Raw data —
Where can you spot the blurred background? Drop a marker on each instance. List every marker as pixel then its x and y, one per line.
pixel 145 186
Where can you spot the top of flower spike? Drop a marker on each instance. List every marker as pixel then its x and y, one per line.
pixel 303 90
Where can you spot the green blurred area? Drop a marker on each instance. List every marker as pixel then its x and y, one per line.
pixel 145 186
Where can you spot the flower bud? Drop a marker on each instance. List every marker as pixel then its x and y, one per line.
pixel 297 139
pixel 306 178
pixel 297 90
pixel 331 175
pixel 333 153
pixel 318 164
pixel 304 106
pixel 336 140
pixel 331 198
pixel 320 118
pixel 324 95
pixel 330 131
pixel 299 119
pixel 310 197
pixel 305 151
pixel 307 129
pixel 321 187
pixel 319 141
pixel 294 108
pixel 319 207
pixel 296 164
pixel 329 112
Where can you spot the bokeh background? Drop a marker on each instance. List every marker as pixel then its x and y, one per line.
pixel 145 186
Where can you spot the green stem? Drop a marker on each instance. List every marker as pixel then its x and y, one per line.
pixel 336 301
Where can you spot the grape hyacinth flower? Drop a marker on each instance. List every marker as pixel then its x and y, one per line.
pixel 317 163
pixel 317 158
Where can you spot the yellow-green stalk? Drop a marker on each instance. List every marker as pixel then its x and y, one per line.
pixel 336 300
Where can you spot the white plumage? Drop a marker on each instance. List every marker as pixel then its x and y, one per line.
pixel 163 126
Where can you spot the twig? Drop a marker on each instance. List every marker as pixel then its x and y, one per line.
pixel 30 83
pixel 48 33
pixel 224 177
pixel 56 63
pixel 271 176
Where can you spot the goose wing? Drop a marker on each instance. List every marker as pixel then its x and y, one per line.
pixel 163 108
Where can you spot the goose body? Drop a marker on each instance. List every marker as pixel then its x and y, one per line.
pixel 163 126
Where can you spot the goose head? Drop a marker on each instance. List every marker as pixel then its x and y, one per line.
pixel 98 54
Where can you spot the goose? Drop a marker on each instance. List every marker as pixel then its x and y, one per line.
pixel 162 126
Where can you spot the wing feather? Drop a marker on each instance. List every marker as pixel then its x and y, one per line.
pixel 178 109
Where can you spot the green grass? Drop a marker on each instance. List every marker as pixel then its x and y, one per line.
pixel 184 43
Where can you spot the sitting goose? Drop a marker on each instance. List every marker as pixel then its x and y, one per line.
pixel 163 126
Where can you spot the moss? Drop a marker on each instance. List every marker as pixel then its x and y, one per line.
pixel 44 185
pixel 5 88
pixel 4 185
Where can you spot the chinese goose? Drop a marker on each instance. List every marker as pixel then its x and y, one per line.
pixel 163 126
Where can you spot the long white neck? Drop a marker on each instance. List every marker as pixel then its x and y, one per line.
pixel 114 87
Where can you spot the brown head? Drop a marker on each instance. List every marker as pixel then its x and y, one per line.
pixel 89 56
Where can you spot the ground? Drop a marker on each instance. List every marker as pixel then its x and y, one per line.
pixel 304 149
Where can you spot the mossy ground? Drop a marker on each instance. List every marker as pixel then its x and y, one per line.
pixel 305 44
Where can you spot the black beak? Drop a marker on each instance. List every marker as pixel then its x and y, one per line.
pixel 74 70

Assignment —
Output the full listing above without altering a single word.

Answer space —
Where can you spot the blurred background? Drop a marker on each instance. List every marker as pixel then its x and y, one per line.
pixel 145 186
Where can you spot the top of flower spike? Drop a marker on each instance. List every marker as pixel then its x and y, one per line.
pixel 303 90
Where can you spot the green blurred area? Drop a marker on each instance. List every marker as pixel then its x and y, one per line.
pixel 145 186
Where can you spot the flower bud? Drop a marker on each instance. List every marker as pixel then its x and y, one per line.
pixel 297 139
pixel 306 178
pixel 297 90
pixel 331 175
pixel 333 153
pixel 318 164
pixel 304 106
pixel 336 140
pixel 331 198
pixel 320 118
pixel 324 95
pixel 330 131
pixel 299 119
pixel 310 197
pixel 305 151
pixel 307 129
pixel 321 187
pixel 319 141
pixel 294 108
pixel 319 207
pixel 296 164
pixel 329 112
Where can you spot the bokeh background? Drop a marker on each instance. List every marker as pixel then its x and y, one per line.
pixel 145 186
Where can you spot the green stem? Drop a marker on each instance. List every marker as pixel then its x and y, one per line.
pixel 336 301
Where can you spot the grape hyacinth flower? Drop a marker on each instance. List every marker as pixel then its x and y, one per line.
pixel 317 163
pixel 317 158
Where can you spot the yellow-green stalk? Drop a marker on each instance. List every marker as pixel then its x and y, one per line.
pixel 336 300
Where can you spot the white plumage? Drop a marker on each instance. List every marker as pixel then its x and y, one per line.
pixel 163 126
Where can you spot the twig? Drop a marker on each instance. List every marker as pixel then its x and y, one per line.
pixel 30 83
pixel 48 33
pixel 224 177
pixel 56 63
pixel 271 176
Where can you spot the goose wing? Drop a marker on each instance. List every marker as pixel then its x and y, one per line.
pixel 163 108
Where can you spot the goose body? Drop a marker on each instance. List every marker as pixel then its x and y, one per line.
pixel 163 126
Where can you spot the goose head? Drop a marker on each instance. List every marker as pixel then its x and y, one per line.
pixel 98 54
Where can you spot the goose? Drop a marker on each instance. List every marker as pixel then its x and y, one per line.
pixel 162 126
Where can you spot the wing feather? Drop a marker on each instance. List every marker as pixel then its x and y, one per line.
pixel 178 109
Where can you spot the green grass? Drop a marker on each instance. List every marker as pixel then its x and y, one per line.
pixel 184 43
Where can you spot the sitting goose? Drop a marker on each instance. List every marker as pixel then its x and y, one per line.
pixel 163 126
Where can you spot the moss? Drop a marker on each instance. List every marker as pixel then its x and y, one per line.
pixel 44 185
pixel 5 88
pixel 4 185
Where can you spot the chinese goose? Drop a marker on each instance. List every marker as pixel then its x and y, one per line.
pixel 163 126
Where can you spot the long white neck? Drop a marker on each instance. List every marker as pixel then its x and y, one per line.
pixel 114 87
Where can you spot the brown head? Drop a marker on each instance. List every marker as pixel then its x and y, one per line.
pixel 89 56
Where can you spot the ground? Drop a marker on each instance. List every marker as pixel then its x and y, one per line.
pixel 304 149
Where can you spot the mossy ground? Drop a marker on each instance. List every marker as pixel then its x and y, one per line.
pixel 305 44
Where can you spot the black beak? Drop a marker on each instance. List every marker as pixel then its x and y, one per line.
pixel 74 70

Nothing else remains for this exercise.